[Named-object pointing entries]
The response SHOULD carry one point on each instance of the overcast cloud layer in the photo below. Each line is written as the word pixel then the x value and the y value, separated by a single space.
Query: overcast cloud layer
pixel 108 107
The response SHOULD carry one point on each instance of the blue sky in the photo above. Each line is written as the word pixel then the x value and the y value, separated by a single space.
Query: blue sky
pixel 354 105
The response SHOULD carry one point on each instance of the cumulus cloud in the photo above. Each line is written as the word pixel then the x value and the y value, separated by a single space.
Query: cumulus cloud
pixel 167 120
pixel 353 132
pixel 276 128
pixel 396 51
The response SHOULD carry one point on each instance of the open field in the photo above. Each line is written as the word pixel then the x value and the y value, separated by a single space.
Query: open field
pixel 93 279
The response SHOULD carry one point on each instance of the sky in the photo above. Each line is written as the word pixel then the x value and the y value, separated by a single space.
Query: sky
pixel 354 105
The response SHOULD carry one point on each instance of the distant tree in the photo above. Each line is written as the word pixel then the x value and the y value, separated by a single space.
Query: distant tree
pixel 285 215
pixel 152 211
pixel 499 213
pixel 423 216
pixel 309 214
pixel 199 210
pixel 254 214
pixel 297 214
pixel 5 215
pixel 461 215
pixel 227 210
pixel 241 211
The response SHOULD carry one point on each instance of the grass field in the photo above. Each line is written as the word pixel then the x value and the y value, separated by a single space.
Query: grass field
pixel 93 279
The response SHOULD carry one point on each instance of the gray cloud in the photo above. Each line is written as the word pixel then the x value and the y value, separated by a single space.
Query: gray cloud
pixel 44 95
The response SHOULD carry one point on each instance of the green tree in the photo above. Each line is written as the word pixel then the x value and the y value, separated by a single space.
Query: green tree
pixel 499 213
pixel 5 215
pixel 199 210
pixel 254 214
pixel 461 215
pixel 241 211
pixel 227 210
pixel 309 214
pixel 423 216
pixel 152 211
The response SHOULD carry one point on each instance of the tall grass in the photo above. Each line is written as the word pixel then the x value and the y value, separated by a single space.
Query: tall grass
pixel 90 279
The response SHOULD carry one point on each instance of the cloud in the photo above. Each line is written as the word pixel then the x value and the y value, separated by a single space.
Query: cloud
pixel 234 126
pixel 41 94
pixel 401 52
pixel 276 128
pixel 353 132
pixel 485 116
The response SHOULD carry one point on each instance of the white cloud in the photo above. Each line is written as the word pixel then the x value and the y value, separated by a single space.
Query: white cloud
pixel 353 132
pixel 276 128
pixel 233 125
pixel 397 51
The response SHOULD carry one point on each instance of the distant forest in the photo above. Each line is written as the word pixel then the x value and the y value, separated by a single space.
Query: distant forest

> _PROMPT_: Rewrite all of the entries above, replacing every "distant tree" with "far-off tree" and keeping everything else the same.

> _ANSWER TO THE TASK_:
The response SHOULD carry one point on each instance of the overcast cloud layer in the photo below. Each line is written as the word pixel then the x value and the y value, separated by a single space.
Query: overcast cloud layer
pixel 108 107
The response SHOULD carry one point on each instance of the blue sky in the photo above. Each line is written as the word pixel then the x value and the y value, separated by a single space.
Query: blue sky
pixel 354 105
The response SHOULD carry one point on each instance of the cumulus cloud in the photo above. Each line is written as the word pixel then the x value and the y value, separated by a single space.
Query: cumulus cloud
pixel 167 120
pixel 353 132
pixel 276 128
pixel 396 51
The response SHOULD carry one point on each instance of the open field in the photo above. Each line is written as the word pixel then the x value and the y value, separated by a single space.
Query: open field
pixel 93 279
The response SHOULD carry one point on each instance of the sky in the photo above. Each line is written as the word pixel then the x value and the y value, separated by a single space.
Query: sky
pixel 354 105
The response SHOULD carry one point on each instance of the far-off tree in the photo above. Each line is written as the word pixel then the x value and the y value, separated by a single space.
Query: far-off tree
pixel 285 215
pixel 152 211
pixel 499 213
pixel 423 216
pixel 309 214
pixel 199 210
pixel 254 214
pixel 297 214
pixel 5 215
pixel 461 215
pixel 227 210
pixel 241 211
The response SHOULD carry one point on each instance of the grass field in the photo above. Each line is written as the word pixel then the x value and the y value, separated by a single space.
Query: grass field
pixel 93 279
The response SHOULD carry one point on each instance of the gray cloud in the photo above. Each line is written as the word pixel then the x value and the y value, separated by a single space.
Query: gray cloud
pixel 44 95
The response SHOULD carry one point on each instance of the green tree in the photo above. Each line is written as the word pixel then the x value and the y value, separated by a single space.
Query: green tree
pixel 499 213
pixel 5 215
pixel 199 210
pixel 254 214
pixel 461 215
pixel 241 211
pixel 227 210
pixel 309 214
pixel 423 216
pixel 152 211
The response SHOULD carry one point on each instance of the tall grass in the photo above. Each line is written as the word pixel then the x value and the y value, separated by a single space.
Query: tall grass
pixel 90 279
The response SHOULD carry one point on each instance of the cloud in the photo above. Each line is written as the word pixel then the x value and the y value, separated by a single space.
Query: cloud
pixel 234 126
pixel 41 94
pixel 401 52
pixel 276 128
pixel 353 132
pixel 485 116
The response SHOULD carry one point on each instance of the white cloud in the photo above. Each line is written as the word pixel then the x value and the y value, separated by a single space.
Query: white cloud
pixel 353 132
pixel 276 128
pixel 233 125
pixel 397 51
The response SHOULD carry one point on each instance of the distant forest in the photo above. Each line is written as the word pixel then the x value and the y value, separated by a single space.
Query: distant forest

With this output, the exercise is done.